• INSTRUKSI YANG DIBERIKAN: Susunlah sebagai daftar bernomor tanpa baris kosong hanya baris-baris materi yang dimulai dari baris pertama materi hingga baris yang memuat "M195 200L194 201L193", termasuk kedua baris batas tersebut.
■ ■ ■ ■
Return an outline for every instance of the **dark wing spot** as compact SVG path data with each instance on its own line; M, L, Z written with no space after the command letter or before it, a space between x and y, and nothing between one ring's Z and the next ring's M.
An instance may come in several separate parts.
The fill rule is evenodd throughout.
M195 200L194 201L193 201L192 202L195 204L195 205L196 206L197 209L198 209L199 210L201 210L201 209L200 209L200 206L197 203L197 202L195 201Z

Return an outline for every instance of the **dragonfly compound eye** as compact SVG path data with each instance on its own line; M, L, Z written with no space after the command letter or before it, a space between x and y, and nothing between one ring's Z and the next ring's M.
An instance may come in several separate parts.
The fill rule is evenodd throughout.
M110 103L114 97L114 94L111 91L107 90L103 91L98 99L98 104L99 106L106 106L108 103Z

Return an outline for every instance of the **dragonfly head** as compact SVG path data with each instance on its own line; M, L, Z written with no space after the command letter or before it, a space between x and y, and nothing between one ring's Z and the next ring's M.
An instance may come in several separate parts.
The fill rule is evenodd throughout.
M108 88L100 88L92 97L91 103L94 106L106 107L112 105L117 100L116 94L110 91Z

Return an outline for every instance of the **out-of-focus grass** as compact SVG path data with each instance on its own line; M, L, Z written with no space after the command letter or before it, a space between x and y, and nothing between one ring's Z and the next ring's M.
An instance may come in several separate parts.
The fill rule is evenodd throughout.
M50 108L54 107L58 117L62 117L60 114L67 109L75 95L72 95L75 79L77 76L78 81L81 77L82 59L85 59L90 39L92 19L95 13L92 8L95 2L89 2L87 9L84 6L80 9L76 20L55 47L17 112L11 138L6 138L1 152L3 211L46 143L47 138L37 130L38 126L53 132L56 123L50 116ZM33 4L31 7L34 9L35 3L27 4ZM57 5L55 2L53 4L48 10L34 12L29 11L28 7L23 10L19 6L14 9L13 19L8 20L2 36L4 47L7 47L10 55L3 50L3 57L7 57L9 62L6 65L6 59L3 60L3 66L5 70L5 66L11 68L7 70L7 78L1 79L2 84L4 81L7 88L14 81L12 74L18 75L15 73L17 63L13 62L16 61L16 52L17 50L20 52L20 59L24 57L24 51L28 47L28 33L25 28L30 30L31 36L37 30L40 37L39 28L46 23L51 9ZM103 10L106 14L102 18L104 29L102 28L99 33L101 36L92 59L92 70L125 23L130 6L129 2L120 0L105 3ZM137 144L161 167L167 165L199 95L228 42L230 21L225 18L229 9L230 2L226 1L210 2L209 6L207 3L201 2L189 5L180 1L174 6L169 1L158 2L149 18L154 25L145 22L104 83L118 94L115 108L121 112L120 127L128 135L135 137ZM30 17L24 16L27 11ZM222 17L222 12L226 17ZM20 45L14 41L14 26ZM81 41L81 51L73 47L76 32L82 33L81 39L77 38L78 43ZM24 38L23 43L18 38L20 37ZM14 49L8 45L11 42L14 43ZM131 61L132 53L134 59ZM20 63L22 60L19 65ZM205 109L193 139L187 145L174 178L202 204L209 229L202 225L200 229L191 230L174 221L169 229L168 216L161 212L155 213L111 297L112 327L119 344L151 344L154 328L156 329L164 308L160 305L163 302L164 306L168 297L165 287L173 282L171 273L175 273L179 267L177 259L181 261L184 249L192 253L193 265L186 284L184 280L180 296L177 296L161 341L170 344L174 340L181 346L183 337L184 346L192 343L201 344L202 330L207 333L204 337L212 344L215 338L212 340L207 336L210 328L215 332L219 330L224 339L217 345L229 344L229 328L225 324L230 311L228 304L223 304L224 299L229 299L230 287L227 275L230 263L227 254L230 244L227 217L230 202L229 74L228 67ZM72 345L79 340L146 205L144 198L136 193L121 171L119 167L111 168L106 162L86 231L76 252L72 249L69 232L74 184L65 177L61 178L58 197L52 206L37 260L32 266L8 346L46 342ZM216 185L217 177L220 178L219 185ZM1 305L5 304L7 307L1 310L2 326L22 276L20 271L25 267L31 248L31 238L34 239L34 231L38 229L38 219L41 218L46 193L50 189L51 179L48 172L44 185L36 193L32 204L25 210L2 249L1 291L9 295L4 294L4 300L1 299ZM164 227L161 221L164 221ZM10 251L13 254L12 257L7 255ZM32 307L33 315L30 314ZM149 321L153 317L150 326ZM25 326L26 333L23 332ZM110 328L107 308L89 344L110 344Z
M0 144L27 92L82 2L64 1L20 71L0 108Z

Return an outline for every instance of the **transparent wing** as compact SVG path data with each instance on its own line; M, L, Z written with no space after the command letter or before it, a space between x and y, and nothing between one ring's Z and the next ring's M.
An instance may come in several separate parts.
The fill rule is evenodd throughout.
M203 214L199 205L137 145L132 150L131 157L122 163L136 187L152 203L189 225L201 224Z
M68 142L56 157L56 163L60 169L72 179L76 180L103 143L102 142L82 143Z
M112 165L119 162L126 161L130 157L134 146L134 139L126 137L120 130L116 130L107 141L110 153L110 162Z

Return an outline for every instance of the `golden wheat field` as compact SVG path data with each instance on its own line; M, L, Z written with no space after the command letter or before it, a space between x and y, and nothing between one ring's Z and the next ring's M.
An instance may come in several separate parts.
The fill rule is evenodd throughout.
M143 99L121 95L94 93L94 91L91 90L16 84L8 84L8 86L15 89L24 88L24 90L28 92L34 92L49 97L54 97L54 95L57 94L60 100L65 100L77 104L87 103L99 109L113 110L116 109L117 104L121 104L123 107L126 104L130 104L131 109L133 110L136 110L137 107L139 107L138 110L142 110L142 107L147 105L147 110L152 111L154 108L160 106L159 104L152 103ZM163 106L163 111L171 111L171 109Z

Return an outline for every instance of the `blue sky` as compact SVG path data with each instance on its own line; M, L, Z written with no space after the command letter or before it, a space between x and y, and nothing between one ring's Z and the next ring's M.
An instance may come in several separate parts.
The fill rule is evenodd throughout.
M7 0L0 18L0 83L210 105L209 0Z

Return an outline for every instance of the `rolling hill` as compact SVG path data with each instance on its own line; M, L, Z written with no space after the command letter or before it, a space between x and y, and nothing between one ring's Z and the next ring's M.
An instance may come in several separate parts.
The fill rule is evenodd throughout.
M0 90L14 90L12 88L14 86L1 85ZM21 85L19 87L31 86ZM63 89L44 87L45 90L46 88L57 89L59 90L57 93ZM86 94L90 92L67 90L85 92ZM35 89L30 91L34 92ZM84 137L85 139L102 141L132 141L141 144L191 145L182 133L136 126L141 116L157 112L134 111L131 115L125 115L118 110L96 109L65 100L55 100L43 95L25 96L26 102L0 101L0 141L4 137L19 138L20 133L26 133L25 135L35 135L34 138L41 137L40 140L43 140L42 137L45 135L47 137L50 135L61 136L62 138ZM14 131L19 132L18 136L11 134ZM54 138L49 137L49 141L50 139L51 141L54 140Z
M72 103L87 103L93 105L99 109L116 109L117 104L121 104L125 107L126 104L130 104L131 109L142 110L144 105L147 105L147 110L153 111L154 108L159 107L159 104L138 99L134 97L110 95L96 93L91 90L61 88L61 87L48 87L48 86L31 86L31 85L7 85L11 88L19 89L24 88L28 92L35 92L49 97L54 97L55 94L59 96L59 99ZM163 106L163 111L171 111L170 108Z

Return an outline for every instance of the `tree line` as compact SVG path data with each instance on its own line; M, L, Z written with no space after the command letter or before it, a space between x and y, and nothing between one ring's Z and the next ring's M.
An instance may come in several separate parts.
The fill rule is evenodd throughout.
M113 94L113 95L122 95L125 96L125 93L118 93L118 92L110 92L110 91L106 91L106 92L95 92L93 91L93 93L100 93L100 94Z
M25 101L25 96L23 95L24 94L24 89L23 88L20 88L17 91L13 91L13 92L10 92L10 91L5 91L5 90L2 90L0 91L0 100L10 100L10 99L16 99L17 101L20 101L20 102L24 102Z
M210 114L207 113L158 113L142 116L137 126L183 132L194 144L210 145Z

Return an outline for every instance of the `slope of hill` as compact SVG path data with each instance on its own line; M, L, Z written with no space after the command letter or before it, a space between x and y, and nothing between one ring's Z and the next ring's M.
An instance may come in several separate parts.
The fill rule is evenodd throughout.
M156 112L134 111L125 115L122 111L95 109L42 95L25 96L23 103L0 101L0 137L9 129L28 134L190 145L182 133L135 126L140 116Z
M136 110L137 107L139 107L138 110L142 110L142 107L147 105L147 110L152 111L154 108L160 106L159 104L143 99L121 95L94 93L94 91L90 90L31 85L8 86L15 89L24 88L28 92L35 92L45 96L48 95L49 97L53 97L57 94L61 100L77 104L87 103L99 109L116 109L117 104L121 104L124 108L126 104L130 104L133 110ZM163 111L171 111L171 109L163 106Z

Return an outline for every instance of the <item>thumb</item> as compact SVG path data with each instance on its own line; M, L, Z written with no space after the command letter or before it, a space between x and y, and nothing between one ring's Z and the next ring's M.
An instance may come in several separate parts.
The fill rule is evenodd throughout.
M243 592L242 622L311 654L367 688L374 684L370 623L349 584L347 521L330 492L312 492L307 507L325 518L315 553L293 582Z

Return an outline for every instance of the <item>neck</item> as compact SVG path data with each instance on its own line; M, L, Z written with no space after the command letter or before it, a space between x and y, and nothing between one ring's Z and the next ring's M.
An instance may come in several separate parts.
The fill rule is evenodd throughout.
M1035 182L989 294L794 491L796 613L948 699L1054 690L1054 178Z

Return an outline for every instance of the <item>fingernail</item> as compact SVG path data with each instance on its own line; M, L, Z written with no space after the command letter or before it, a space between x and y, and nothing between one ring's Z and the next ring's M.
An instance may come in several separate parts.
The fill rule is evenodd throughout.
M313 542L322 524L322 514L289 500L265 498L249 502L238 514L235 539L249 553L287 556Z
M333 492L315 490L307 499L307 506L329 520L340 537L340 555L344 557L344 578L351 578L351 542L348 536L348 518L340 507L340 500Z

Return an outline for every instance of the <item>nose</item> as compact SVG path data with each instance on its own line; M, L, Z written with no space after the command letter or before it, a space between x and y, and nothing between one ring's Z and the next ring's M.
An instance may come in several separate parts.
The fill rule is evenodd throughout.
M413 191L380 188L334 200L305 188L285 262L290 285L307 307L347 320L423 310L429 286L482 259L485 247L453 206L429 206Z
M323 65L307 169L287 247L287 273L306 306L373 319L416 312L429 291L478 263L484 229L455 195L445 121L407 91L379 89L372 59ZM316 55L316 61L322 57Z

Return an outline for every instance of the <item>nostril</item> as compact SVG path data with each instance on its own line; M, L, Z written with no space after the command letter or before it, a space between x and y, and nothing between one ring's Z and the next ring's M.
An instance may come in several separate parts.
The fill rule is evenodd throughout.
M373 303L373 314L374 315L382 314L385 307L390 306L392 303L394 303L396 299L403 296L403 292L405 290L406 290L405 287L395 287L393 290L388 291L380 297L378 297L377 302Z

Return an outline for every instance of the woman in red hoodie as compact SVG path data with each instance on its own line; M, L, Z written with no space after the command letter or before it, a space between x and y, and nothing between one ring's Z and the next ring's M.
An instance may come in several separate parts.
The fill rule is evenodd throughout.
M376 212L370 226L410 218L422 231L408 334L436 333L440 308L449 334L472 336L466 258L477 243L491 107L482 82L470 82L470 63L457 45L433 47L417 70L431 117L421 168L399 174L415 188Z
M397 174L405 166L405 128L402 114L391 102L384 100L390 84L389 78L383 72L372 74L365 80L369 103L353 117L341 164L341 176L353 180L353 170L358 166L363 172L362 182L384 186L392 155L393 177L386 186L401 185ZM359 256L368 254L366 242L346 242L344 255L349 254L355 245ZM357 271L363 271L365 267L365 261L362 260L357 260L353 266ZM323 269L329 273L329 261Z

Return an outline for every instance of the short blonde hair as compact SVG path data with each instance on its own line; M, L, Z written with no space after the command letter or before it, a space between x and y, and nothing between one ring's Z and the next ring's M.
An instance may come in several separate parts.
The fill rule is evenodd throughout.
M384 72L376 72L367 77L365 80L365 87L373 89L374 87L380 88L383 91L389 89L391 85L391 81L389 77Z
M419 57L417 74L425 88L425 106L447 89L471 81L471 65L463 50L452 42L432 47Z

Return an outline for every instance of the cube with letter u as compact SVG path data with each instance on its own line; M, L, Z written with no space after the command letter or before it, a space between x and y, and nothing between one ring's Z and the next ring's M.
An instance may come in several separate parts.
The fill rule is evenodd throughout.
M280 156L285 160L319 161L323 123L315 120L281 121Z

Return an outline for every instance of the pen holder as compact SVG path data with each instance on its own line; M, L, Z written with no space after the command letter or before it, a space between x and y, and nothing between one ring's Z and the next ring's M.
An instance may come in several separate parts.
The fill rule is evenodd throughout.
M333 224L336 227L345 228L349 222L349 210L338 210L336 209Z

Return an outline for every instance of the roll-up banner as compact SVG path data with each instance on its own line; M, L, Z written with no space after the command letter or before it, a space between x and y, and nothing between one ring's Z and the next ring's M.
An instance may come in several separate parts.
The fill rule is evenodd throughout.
■ ■ ■ ■
• JAWABAN YANG BENAR:
1. Return an outline for every instance of the **dark wing spot** as compact SVG path data with each instance on its own line; M, L, Z written with no space after the command letter or before it, a space between x and y, and nothing between one ring's Z and the next ring's M.
2. An instance may come in several separate parts.
3. The fill rule is evenodd throughout.
4. M195 200L194 201L193 201L192 202L195 204L195 205L196 206L197 209L198 209L199 210L201 210L201 209L200 209L200 206L197 203L197 202L195 201Z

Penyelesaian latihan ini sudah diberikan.